Your task is to transcribe each record exactly and to omit every image.

=== Section Start ===

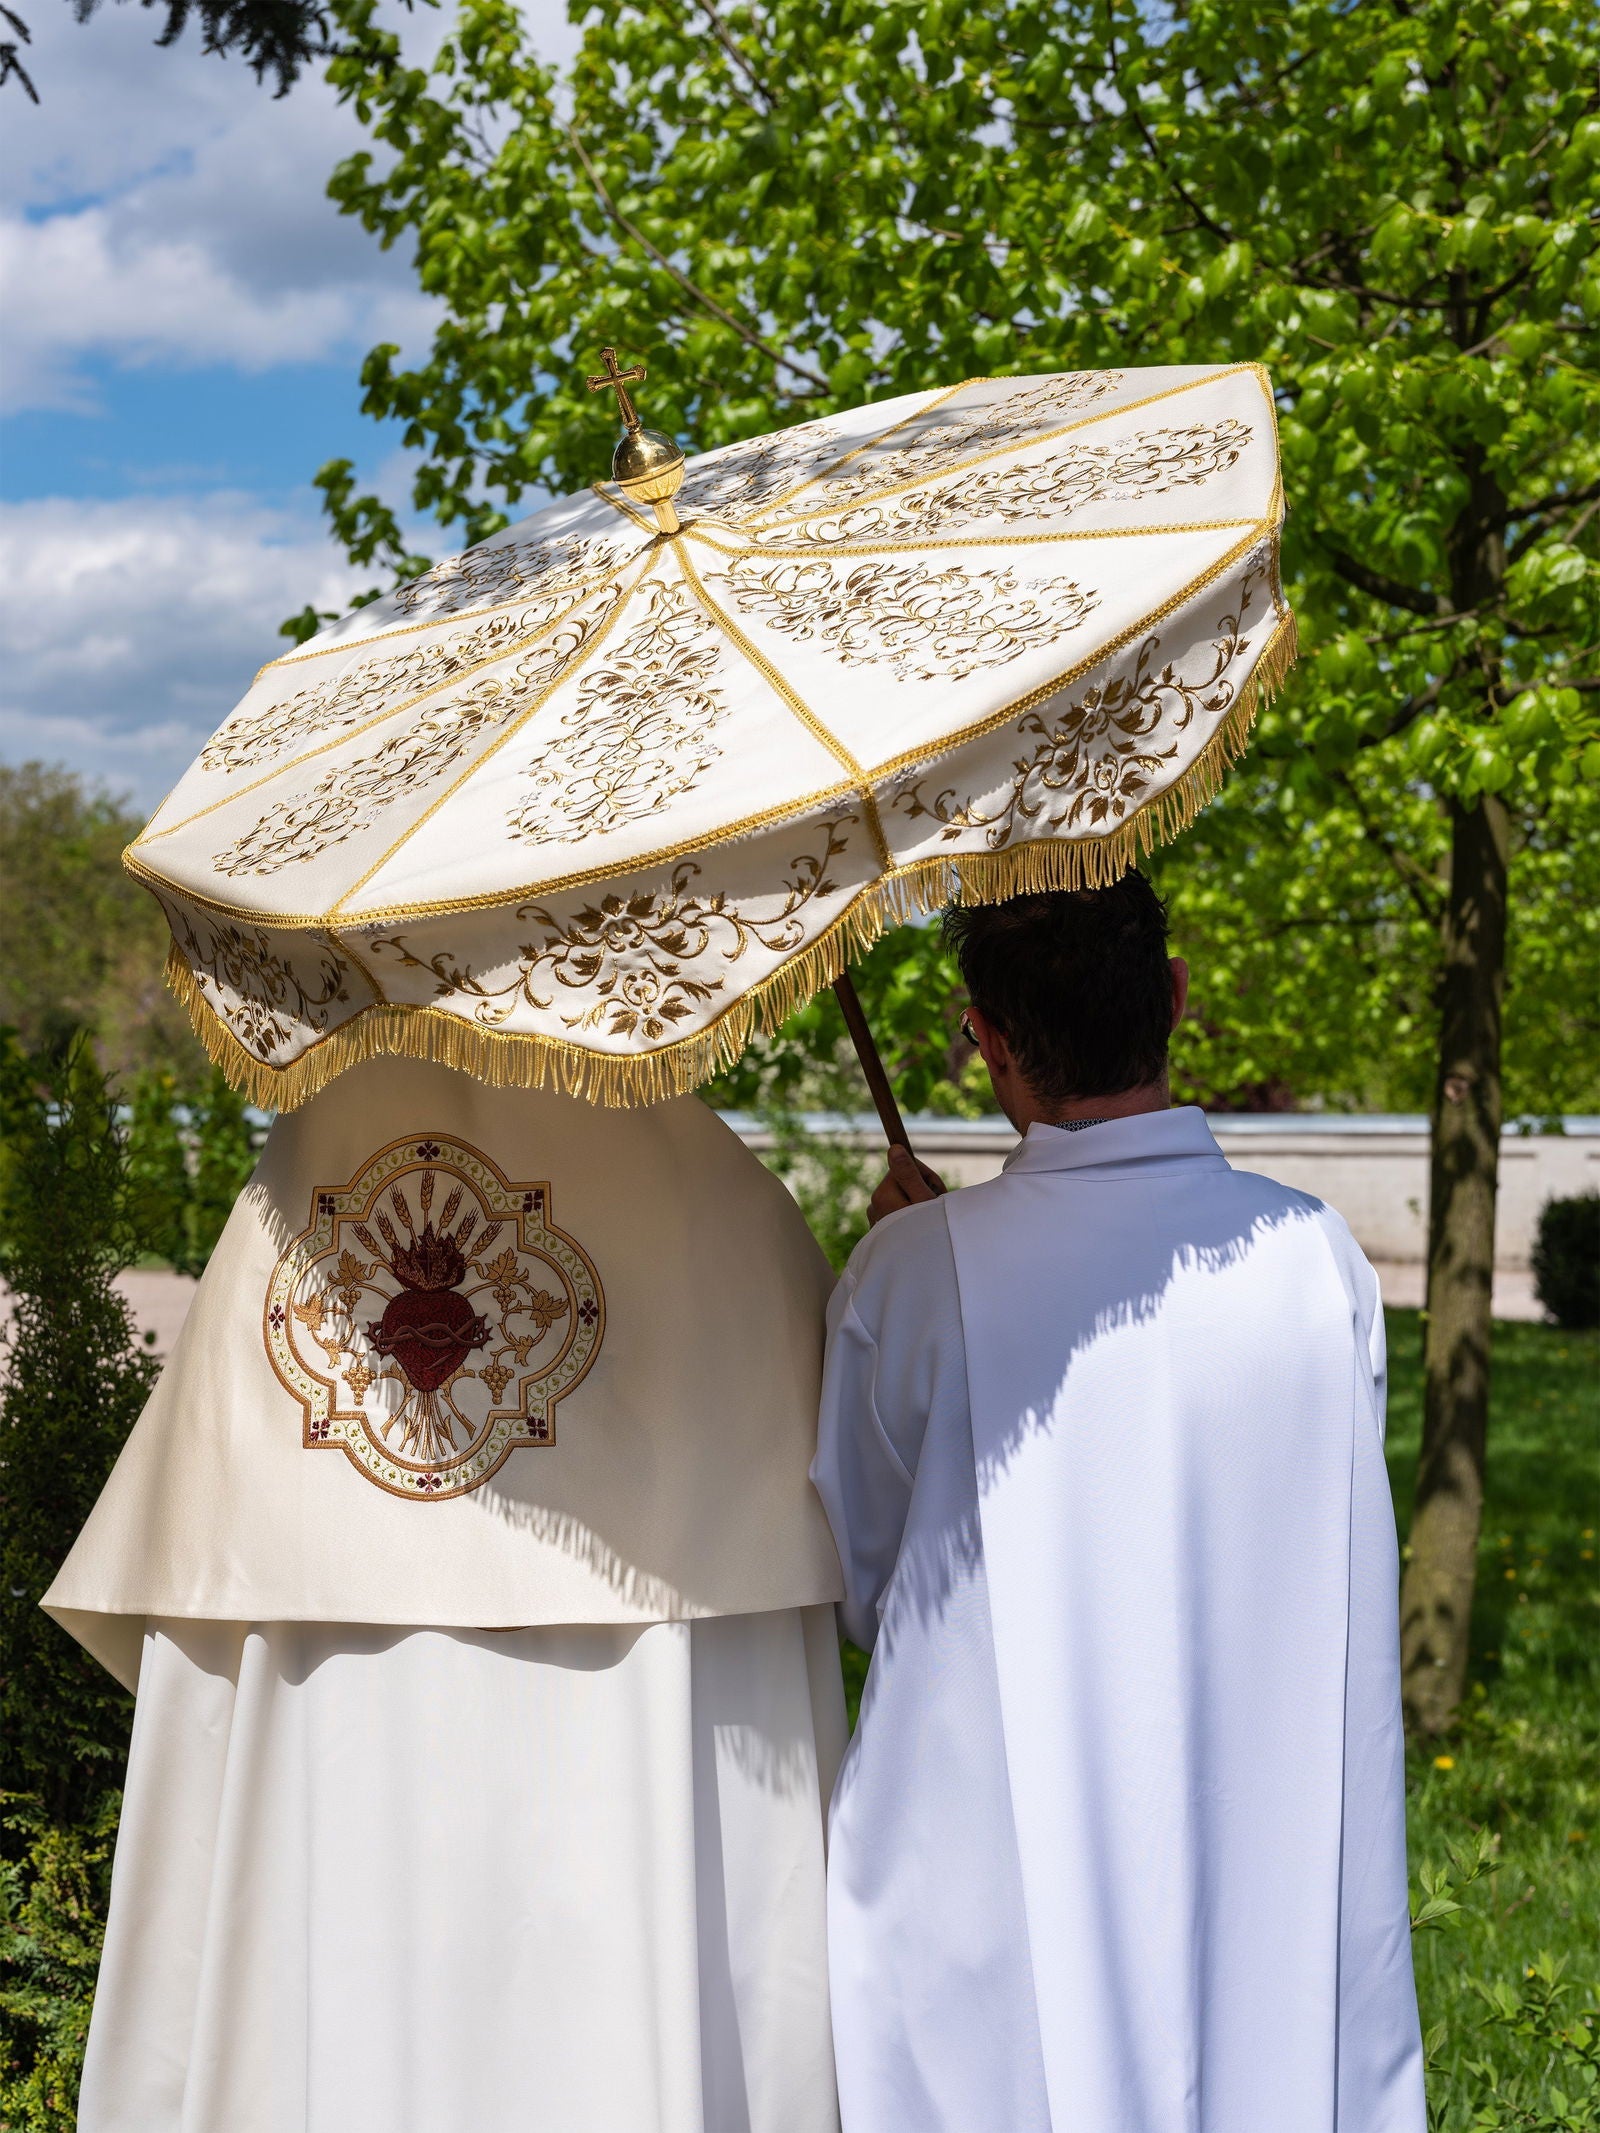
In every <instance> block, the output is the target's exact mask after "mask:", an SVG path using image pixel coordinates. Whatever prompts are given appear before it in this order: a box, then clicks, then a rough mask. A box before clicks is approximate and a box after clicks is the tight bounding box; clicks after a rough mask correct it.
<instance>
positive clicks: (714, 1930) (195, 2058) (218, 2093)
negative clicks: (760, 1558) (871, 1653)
mask: <svg viewBox="0 0 1600 2133" xmlns="http://www.w3.org/2000/svg"><path fill="white" fill-rule="evenodd" d="M843 1726H845V1715H843V1700H841V1691H838V1651H836V1642H834V1625H832V1610H830V1608H811V1610H806V1613H800V1610H789V1608H785V1610H777V1613H768V1615H755V1617H732V1619H721V1621H695V1623H655V1625H642V1627H640V1625H627V1627H621V1625H619V1627H546V1630H521V1632H514V1634H503V1636H497V1634H486V1632H476V1630H361V1627H348V1625H343V1627H339V1625H322V1623H256V1625H243V1623H196V1621H154V1623H149V1625H147V1627H145V1662H143V1672H141V1687H139V1713H137V1721H134V1745H132V1760H130V1770H128V1794H126V1809H124V1822H122V1837H119V1843H117V1862H115V1879H113V1896H111V1928H109V1935H107V1947H105V1962H102V1969H100V1986H98V1994H96V2007H94V2028H92V2035H90V2052H87V2065H85V2075H83V2103H81V2116H79V2133H834V2129H836V2122H838V2120H836V2110H834V2078H832V2050H830V2039H828V1984H826V1958H823V1826H821V1817H823V1802H826V1798H828V1792H830V1787H832V1777H834V1768H836V1762H838V1753H841V1749H843Z"/></svg>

=== Section End ===

| RESULT BELOW |
In every <instance> block, the output is the target's exact mask after "mask:", an SVG path using image pixel coordinates. Whatever prompts are given appear before it in this order: a box, then clicks, then a rough mask. A box before clicks is approximate and a box after clicks is the tight bounding box; clicks after a rough mask correct it.
<instance>
positive clicks: (714, 1930) (195, 2058) (218, 2093)
negative clicks: (760, 1558) (871, 1653)
mask: <svg viewBox="0 0 1600 2133" xmlns="http://www.w3.org/2000/svg"><path fill="white" fill-rule="evenodd" d="M843 1726H845V1715H843V1700H841V1691H838V1651H836V1642H834V1625H832V1610H830V1608H811V1610H806V1613H800V1610H789V1608H785V1610H777V1613H768V1615H755V1617H732V1619H721V1621H695V1623H655V1625H642V1627H640V1625H627V1627H621V1625H619V1627H546V1630H521V1632H514V1634H503V1636H497V1634H486V1632H476V1630H361V1627H348V1625H343V1627H339V1625H322V1623H256V1625H243V1623H196V1621H154V1623H149V1625H147V1627H145V1662H143V1672H141V1687H139V1713H137V1721H134V1745H132V1760H130V1770H128V1794H126V1809H124V1822H122V1837H119V1843H117V1862H115V1879H113V1896H111V1928H109V1935H107V1947H105V1962H102V1969H100V1986H98V1994H96V2007H94V2028H92V2035H90V2052H87V2065H85V2075H83V2103H81V2116H79V2133H834V2129H836V2122H838V2120H836V2110H834V2078H832V2050H830V2039H828V1984H826V1958H823V1826H821V1817H823V1802H826V1798H828V1792H830V1787H832V1777H834V1768H836V1762H838V1753H841V1749H843Z"/></svg>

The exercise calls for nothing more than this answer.